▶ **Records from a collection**
——
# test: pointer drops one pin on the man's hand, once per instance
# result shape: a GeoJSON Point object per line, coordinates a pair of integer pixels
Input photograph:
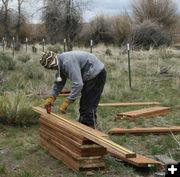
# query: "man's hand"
{"type": "Point", "coordinates": [49, 101]}
{"type": "Point", "coordinates": [64, 106]}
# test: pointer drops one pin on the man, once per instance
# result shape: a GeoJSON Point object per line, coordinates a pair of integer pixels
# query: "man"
{"type": "Point", "coordinates": [87, 75]}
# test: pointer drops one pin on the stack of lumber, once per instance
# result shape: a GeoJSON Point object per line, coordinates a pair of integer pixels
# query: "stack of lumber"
{"type": "Point", "coordinates": [65, 93]}
{"type": "Point", "coordinates": [80, 147]}
{"type": "Point", "coordinates": [147, 113]}
{"type": "Point", "coordinates": [145, 130]}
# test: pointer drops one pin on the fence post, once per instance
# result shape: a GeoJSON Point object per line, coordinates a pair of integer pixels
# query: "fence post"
——
▶ **Exercise goal**
Repeat the listing verbatim. Skip the pictures.

▶ **Exercise solution**
# test: pointer drops one pin on the man's hand, once per instance
# result shape: a GeoJSON Point object per line, coordinates a pair of integer pixels
Input photograph:
# query: "man's hand"
{"type": "Point", "coordinates": [49, 101]}
{"type": "Point", "coordinates": [64, 106]}
# test: pointer drops one pin on the man, once per instance
# result shape: a GeoJSON Point object per line, coordinates a pair of integer pixels
# query: "man"
{"type": "Point", "coordinates": [87, 75]}
# test: pointer drops one pin on the stack of lumber, once per instance
# result shape: a GeoJSON Point object per line, coordinates a pair of integer pixels
# query: "stack of lumber"
{"type": "Point", "coordinates": [65, 93]}
{"type": "Point", "coordinates": [80, 147]}
{"type": "Point", "coordinates": [147, 113]}
{"type": "Point", "coordinates": [145, 130]}
# test: pointer drops one pin on the fence post, once per instance
# result shape: a GeoJSON Point object per line, coordinates a pair of integer pixels
# query: "fence post"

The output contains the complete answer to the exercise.